▸ **Text shown**
We test the 3d-3d correspondence for theories that are labeled by Lens spaces. We find a full agreement between the index of the 3d N=2 "Lens space theory" T [L(p, 1)] and the partition function of complex Chern-Simons theory on L(p, 1). In particular, for p = 1, we show how the familiar S^3 partition function of Chern-Simons theory arises from the index of a free theory. For large p, we find that the index of T[L(p, 1)] becomes a constant independent of p. In addition, we study T[L(p, 1)] on the squashed three-sphere S_b^3. This enables us to see clearly, at the level of partition function, to what extent Gℂ complex Chern-Simons theory can be thought of as two copies of Chern-Simons theory with compact gauge group G.

▸ **Raw records**

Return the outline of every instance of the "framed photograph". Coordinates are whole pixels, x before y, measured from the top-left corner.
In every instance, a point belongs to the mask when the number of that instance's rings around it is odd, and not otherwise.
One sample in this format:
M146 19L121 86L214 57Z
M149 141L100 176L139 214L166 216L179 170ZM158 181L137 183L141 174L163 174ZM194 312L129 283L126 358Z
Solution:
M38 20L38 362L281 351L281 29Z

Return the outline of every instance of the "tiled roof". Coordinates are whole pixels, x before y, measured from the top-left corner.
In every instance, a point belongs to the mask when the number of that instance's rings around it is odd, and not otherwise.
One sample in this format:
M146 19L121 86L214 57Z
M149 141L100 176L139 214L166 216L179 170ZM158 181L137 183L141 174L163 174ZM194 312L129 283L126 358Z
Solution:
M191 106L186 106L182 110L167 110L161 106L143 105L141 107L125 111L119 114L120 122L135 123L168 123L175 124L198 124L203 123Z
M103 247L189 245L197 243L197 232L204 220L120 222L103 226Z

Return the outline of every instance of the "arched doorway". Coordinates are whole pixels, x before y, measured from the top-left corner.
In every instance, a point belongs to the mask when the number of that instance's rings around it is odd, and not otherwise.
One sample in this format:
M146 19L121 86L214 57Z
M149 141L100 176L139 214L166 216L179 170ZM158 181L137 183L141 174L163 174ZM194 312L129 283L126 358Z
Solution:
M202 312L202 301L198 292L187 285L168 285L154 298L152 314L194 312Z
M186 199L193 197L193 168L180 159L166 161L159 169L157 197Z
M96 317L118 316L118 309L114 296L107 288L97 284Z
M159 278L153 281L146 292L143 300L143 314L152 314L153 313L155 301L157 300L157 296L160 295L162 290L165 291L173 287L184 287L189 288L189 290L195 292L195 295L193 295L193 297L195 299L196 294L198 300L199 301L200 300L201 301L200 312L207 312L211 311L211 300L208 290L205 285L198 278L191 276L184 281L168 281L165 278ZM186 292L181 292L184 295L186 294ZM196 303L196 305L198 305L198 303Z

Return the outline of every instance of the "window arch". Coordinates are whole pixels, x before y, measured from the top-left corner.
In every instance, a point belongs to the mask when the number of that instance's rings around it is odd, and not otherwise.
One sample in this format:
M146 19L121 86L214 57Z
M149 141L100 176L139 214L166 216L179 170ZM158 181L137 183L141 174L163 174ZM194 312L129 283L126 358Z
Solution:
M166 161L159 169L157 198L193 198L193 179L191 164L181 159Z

---

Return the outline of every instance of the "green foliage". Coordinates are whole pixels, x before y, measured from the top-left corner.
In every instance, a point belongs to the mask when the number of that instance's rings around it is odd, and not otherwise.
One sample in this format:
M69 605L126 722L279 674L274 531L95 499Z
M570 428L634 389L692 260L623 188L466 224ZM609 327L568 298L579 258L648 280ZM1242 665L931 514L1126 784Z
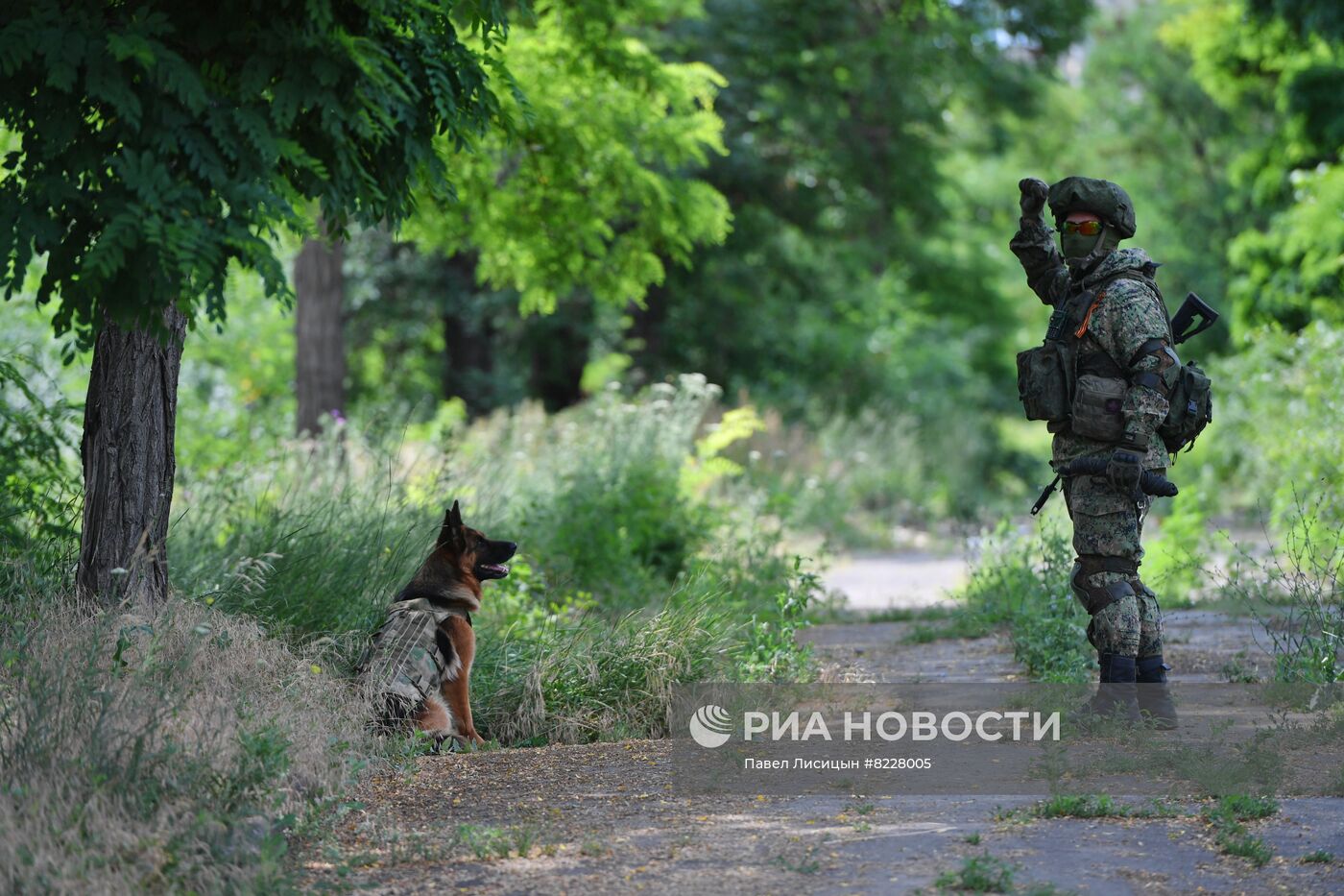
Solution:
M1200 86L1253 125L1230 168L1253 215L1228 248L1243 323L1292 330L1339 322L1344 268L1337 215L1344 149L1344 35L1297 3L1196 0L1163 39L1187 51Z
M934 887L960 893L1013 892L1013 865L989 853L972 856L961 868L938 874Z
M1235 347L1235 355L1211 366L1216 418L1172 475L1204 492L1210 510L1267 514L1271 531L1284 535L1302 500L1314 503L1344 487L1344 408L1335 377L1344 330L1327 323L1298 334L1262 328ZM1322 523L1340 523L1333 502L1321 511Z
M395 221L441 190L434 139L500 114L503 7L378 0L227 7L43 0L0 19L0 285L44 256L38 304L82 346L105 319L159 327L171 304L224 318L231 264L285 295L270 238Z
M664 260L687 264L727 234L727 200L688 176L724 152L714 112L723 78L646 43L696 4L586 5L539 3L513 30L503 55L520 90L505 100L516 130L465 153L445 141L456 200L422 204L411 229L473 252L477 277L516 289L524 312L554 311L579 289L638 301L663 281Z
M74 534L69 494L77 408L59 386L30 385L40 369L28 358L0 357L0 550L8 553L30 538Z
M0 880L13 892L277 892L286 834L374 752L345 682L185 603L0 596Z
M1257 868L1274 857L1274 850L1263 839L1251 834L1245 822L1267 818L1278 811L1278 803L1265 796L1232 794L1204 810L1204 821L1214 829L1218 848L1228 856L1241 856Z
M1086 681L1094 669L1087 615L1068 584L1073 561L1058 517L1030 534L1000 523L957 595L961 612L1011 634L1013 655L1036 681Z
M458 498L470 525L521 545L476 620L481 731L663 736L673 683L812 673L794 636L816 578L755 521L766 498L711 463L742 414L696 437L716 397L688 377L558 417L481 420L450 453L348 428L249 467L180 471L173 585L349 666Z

* * *

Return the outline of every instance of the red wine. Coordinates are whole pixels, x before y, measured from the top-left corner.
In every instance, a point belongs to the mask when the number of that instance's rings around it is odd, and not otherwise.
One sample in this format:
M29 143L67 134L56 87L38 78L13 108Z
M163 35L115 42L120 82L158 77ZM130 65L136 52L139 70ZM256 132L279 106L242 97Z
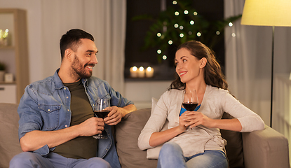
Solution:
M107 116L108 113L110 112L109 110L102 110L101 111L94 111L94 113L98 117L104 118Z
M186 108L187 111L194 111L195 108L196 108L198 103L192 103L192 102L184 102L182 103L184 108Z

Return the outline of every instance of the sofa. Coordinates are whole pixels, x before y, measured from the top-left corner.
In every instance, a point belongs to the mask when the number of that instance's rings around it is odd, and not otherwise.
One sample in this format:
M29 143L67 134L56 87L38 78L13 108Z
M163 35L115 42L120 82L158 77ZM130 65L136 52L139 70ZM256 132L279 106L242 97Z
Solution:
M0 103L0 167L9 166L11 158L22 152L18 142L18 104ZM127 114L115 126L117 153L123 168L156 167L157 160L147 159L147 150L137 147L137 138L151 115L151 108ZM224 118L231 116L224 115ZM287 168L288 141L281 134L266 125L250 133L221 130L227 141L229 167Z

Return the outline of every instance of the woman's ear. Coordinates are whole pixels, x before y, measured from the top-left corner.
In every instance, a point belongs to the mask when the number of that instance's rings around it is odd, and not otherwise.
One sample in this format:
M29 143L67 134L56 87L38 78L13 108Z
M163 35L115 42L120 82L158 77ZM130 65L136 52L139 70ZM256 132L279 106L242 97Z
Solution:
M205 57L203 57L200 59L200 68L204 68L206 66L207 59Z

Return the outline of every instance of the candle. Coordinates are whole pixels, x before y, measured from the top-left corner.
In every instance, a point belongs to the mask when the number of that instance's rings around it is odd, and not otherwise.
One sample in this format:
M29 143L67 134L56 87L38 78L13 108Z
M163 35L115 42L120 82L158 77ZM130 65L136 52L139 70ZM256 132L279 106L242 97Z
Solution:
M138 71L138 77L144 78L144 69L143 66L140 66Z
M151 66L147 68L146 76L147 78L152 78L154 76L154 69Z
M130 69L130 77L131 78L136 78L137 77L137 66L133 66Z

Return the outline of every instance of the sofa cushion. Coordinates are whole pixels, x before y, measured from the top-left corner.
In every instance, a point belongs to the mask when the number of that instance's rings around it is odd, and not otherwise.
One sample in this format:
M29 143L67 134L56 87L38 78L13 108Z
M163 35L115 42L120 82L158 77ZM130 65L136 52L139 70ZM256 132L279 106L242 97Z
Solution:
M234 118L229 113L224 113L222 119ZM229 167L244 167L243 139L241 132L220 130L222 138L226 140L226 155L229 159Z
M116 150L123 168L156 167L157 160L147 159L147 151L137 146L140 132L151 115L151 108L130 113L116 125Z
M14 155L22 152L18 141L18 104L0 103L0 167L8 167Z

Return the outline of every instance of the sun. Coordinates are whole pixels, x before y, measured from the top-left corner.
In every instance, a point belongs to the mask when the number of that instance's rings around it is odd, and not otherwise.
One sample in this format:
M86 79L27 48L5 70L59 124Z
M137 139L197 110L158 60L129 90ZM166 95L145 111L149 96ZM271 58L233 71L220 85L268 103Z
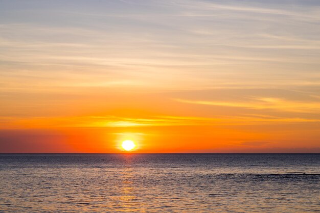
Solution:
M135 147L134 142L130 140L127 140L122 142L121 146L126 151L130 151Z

▸ **Problems and tasks**
- A) In the abstract on Lens space theories, swap "free theory" for "trivial theory" and give the passage from "We test the" up to and including "gauge group G.".
- B) Show every line of the rows that contains the string "sofa", with case counting.
The abstract and the rows are unrelated to each other.

▸ **Exercise solutions**
- A)
We test the 3d-3d correspondence for theories that are labeled by Lens spaces. We find a full agreement between the index of the 3d N=2 "Lens space theory" T [L(p, 1)] and the partition function of complex Chern-Simons theory on L(p, 1). In particular, for p = 1, we show how the familiar S^3 partition function of Chern-Simons theory arises from the index of a trivial theory. For large p, we find that the index of T[L(p, 1)] becomes a constant independent of p. In addition, we study T[L(p, 1)] on the squashed three-sphere S_b^3. This enables us to see clearly, at the level of partition function, to what extent Gℂ complex Chern-Simons theory can be thought of as two copies of Chern-Simons theory with compact gauge group G.

- B)
Return the outline of every instance of the sofa. Coordinates are whole pixels, x before y, measured from the top-left corner.
Return the outline of every instance of the sofa cushion. Coordinates are whole pixels, x before y, measured from the top-left corner.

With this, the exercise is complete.